Start of SOURCE RECORDS
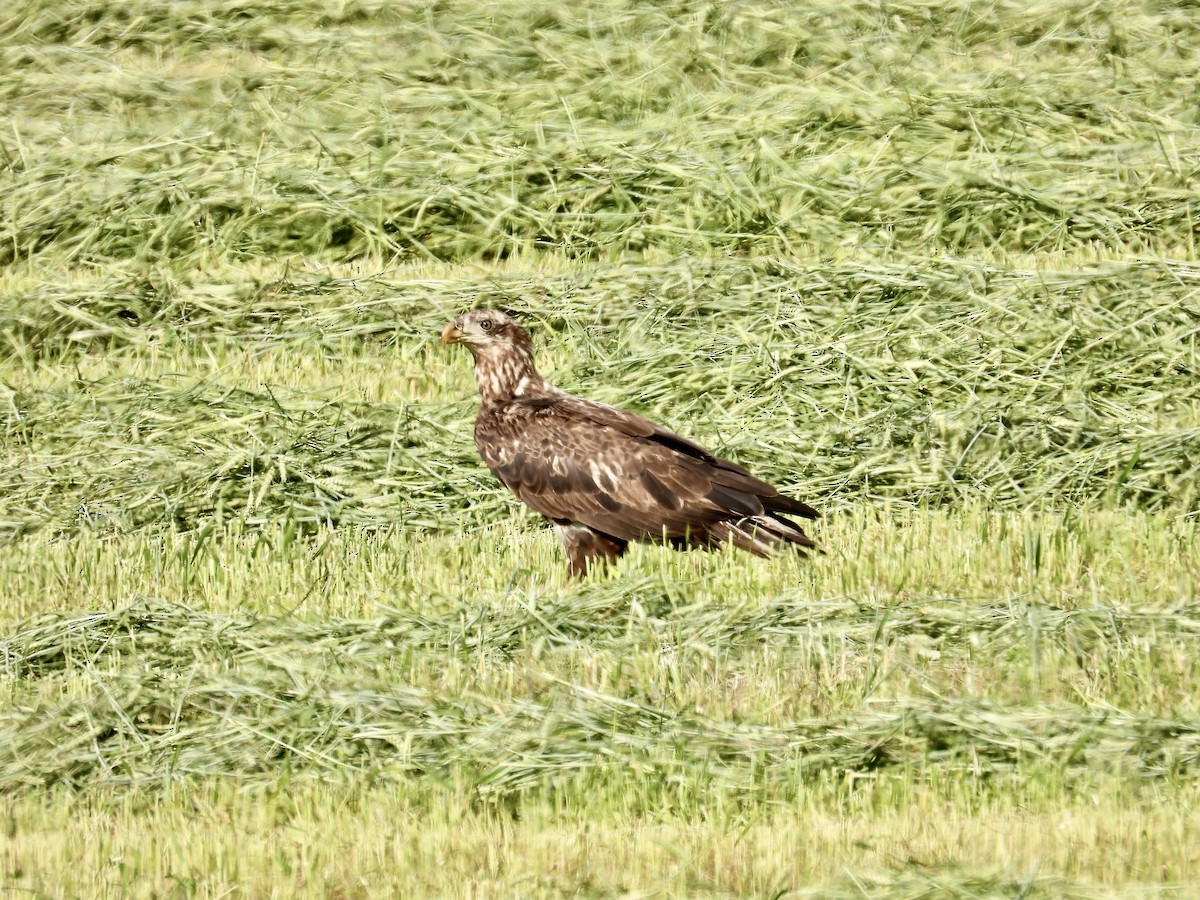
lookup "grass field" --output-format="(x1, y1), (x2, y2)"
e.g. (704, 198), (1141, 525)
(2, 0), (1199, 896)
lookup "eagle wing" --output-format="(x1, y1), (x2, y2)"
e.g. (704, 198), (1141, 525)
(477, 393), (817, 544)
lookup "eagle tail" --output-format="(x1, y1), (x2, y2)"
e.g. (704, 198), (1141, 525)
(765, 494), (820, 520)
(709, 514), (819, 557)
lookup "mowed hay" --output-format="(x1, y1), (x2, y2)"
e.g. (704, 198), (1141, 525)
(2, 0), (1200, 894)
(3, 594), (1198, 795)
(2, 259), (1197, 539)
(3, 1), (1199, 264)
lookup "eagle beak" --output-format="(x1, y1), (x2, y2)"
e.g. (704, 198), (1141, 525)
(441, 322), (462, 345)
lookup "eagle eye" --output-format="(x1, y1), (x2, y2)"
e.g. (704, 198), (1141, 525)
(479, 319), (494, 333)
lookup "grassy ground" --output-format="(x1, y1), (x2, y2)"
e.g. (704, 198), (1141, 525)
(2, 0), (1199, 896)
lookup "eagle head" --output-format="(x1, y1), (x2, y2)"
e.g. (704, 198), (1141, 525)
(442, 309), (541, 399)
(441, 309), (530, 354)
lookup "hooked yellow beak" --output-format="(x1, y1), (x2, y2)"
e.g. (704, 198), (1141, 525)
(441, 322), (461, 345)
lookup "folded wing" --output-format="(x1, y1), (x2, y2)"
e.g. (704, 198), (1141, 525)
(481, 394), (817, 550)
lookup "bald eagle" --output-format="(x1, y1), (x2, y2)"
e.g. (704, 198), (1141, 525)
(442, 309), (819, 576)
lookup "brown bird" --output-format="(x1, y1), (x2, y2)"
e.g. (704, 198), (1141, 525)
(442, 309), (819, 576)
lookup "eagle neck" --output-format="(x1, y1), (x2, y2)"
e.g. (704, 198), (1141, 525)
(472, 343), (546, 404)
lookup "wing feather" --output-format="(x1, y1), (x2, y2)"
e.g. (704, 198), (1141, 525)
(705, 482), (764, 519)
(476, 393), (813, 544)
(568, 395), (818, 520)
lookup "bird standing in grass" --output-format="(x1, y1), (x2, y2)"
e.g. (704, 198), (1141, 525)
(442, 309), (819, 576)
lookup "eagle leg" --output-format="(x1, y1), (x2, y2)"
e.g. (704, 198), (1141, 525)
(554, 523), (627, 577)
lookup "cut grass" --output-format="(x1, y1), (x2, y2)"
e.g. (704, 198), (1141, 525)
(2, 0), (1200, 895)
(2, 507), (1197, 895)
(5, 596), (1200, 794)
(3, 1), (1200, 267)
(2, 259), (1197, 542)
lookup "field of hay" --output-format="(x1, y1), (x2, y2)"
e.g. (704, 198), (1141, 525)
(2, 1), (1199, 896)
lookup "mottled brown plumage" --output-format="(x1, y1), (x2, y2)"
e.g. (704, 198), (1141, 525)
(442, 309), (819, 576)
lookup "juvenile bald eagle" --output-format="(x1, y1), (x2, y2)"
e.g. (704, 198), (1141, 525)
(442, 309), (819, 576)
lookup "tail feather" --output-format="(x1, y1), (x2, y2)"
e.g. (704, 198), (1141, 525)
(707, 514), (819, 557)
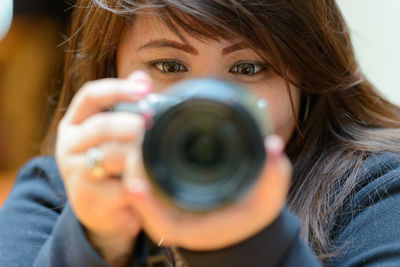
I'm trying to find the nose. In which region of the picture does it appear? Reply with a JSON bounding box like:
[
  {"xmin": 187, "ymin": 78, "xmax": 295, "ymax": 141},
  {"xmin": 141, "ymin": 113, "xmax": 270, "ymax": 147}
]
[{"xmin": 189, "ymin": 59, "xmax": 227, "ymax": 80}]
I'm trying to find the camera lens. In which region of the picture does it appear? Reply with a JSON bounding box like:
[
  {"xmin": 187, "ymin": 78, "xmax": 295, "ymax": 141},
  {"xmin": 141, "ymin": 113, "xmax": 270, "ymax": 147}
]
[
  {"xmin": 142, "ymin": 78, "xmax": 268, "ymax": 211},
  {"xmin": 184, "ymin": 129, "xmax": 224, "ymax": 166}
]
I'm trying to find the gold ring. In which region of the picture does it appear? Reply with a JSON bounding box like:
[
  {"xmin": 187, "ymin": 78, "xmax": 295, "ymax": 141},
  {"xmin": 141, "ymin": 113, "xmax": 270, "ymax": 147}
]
End of SOURCE RECORDS
Start of SOURCE RECORDS
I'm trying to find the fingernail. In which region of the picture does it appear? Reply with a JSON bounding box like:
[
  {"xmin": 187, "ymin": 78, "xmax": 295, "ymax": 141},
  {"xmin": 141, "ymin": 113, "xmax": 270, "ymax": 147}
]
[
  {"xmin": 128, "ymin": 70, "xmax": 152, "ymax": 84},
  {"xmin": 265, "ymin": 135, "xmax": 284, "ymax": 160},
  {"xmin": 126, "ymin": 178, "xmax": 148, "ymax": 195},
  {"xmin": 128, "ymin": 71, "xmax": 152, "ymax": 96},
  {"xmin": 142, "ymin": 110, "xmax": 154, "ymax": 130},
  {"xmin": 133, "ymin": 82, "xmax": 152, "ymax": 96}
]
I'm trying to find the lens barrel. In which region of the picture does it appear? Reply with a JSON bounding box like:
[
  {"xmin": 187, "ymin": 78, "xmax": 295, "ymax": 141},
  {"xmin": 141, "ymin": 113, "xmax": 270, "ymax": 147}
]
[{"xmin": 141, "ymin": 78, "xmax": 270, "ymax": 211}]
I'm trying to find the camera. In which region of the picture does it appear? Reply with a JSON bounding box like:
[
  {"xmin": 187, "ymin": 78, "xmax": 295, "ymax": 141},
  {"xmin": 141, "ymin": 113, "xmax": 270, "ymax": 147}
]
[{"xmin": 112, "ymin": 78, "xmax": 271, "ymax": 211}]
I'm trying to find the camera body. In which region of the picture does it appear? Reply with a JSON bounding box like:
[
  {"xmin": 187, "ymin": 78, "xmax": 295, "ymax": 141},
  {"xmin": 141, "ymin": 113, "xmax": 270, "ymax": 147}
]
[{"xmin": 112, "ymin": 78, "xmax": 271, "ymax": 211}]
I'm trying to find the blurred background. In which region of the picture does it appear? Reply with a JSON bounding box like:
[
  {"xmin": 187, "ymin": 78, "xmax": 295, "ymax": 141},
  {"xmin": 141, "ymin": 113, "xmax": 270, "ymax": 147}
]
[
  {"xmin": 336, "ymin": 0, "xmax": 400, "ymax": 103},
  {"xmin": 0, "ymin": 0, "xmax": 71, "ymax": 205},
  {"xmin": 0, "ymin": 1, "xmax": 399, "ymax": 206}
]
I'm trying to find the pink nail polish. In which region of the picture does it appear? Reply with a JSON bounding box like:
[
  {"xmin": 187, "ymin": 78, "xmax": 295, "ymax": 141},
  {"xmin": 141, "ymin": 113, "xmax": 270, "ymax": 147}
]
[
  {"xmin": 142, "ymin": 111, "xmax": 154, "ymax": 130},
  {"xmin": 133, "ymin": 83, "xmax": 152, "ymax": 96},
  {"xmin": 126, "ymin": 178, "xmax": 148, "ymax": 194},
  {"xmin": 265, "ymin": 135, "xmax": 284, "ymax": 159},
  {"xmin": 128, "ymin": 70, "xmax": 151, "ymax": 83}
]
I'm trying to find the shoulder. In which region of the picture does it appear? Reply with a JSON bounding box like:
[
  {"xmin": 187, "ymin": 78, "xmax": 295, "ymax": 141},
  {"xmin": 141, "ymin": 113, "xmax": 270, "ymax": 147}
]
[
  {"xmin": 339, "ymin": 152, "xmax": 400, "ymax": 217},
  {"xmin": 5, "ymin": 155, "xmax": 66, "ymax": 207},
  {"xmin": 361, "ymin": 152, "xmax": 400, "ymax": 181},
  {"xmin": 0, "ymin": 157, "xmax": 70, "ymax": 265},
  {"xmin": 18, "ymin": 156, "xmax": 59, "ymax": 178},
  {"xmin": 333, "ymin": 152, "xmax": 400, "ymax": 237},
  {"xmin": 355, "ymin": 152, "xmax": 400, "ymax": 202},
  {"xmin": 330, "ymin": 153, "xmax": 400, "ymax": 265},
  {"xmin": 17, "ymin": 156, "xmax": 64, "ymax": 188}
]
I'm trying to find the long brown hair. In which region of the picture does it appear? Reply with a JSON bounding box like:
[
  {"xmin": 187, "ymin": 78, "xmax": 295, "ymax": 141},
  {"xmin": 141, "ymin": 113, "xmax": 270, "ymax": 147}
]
End of SOURCE RECORDS
WORK TO COMPLETE.
From the records above, count the lines that contain "eagle". Only the number should be written.

SOLUTION.
9